### Ausgangstext

%%

„Liberale Bastarde!“

Der europäische Islam: „Liberale Bastarde!“

Christa Zöchling über den europäischen Islam, der weder rechten Politikern noch fundamentalistischen Muslimen ins Konzept passt.

Drucken

Schriftgröße

Ein Gespenst geht um in Europa. Es nennt sich „europäischer Islam“ oder „Islam europäischer Prägung“, manchmal auch salopp „Euro-Islam“. Es ist ein beliebtes Konferenzthema, doch wer es über den akademischen Diskurs hinaus ernst nimmt, wird belächelt und im besten Fall als Träumer hingestellt. Seine Anhänger müssen oft auch mit gehässigen Kommentaren rechnen, von offizieller islamischer Seite ebenso wie von Rechtspopulisten. Man schaukelt sich gegenseitig auf.

Vor einigen Tagen hat der freiheitliche Klubobmann Johann Gudenus die Debatte für beendet erklärt. Das Konzept des europäischen Islam sei „tot“, gestorben, begraben, nichts zu machen – so Gudenus sinngemäß in einer ORF-Debatte über das Kopftuchverbot für Kinder. Gudenus konnte in diesem Moment einen leisen Triumph nicht verhehlen. Hat er vielleicht sogar recht? Wie bestellt kam kurz danach die Ankündigung der Islamischen Glaubensgemeinschaft in Österreich, mit allen rechtlichen Mitteln ein Kopftuchverbot zu bekämpfen – in Kindergärten und Volksschulen.

%%

### Gegebene Einträge
%%

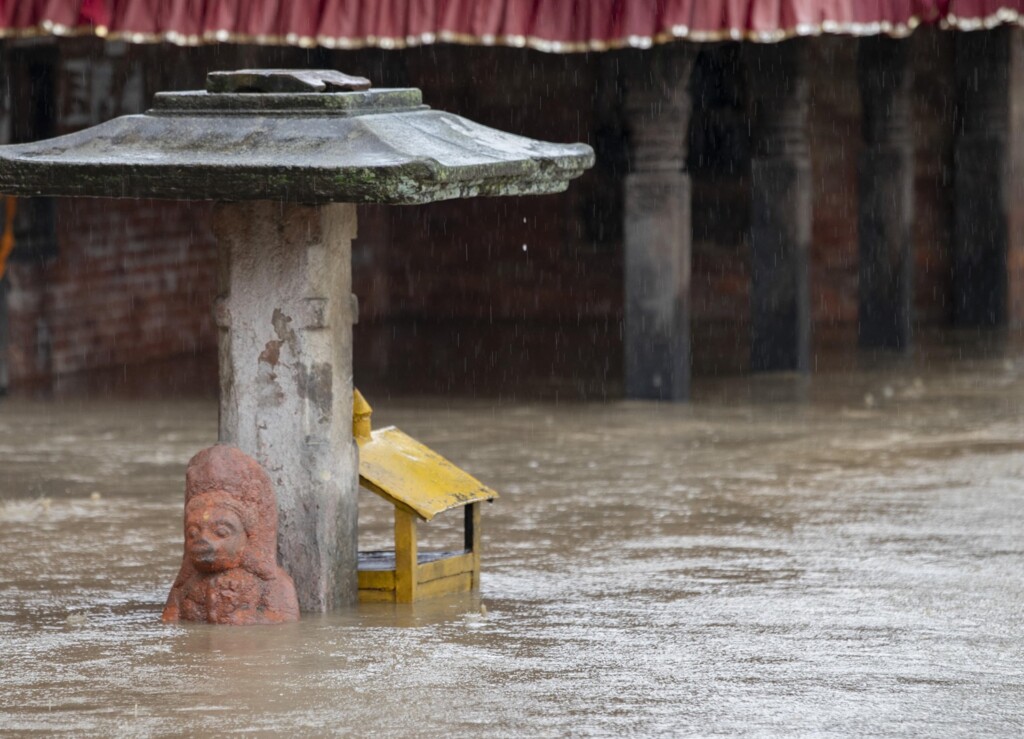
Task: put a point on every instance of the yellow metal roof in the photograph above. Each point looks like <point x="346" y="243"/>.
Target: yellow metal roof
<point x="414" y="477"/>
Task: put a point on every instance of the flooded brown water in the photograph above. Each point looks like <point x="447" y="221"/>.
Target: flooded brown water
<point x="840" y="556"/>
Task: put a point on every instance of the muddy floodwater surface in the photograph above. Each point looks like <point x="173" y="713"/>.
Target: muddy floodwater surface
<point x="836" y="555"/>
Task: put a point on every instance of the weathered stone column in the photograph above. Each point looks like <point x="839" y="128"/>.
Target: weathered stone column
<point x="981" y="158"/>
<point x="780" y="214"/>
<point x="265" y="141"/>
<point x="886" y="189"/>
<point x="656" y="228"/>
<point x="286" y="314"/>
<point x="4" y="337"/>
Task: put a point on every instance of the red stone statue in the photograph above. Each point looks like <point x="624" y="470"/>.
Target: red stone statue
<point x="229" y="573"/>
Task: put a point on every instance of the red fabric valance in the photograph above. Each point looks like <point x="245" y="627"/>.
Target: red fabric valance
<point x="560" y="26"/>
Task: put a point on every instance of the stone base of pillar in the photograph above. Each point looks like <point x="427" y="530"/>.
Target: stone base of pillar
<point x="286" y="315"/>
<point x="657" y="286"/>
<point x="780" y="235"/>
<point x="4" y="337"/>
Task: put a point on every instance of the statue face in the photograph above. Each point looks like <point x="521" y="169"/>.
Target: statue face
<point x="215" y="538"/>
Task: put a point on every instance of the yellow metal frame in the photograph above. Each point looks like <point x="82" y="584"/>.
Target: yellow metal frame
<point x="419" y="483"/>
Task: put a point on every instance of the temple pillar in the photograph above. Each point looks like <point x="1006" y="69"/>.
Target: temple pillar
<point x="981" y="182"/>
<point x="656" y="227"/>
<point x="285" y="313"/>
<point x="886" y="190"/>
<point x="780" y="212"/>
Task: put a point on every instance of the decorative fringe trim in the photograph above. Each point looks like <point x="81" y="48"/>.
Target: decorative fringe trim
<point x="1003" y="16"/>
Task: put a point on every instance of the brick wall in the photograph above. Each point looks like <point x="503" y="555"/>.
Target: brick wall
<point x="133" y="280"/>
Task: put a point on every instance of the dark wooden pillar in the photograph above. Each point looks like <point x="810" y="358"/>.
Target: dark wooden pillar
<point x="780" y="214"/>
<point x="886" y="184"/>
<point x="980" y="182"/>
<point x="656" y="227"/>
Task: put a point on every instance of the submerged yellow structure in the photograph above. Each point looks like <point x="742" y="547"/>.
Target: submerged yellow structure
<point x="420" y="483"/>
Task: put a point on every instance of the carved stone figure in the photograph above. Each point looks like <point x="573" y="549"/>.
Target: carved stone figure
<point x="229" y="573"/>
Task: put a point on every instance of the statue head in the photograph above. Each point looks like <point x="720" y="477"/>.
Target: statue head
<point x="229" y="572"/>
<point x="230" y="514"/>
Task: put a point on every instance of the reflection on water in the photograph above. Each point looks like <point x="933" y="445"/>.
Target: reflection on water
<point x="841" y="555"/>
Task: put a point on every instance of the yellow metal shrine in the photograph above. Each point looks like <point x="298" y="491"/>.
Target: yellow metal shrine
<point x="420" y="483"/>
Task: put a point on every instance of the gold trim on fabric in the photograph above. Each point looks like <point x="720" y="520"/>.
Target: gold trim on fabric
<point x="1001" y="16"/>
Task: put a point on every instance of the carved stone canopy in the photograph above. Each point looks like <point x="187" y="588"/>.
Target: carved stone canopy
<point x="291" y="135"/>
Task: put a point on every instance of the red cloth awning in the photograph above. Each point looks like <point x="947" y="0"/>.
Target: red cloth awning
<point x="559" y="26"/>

%%

### Arbeitsauftrag
Führen Sie den Ausgangstext über den europäischen Islam im gleichen Stil fort, und zwar im Anschluss an seinen letzten Satz.

### Die Lösung
Oft sind das Vereine, die stark an ihre Herkunftsländer – etwa Türkei, Ägypten, arabische Halbinsel – gebunden sind.

Der Göttinger Politikwissenschafter Bassam Tibi, der sich als Erfinder des Begriffs wähnt, gestand schon vor geraumer Zeit, er glaube nicht mehr an den europäischen Islam. Die Entwicklung gehe in die entgegengesetzte Richtung. In Europa habe sich der konservative Strang durchgesetzt. Gleichzeitig nimmt Tibi immer noch engagiert an der Debatte teil, zuletzt in der Diplomatischen Akademie in Wien. Er mahnt, der Zeiger stehe auf fünf vor zwölf, und sieht doch einen kleinen Hoffnungsschimmer.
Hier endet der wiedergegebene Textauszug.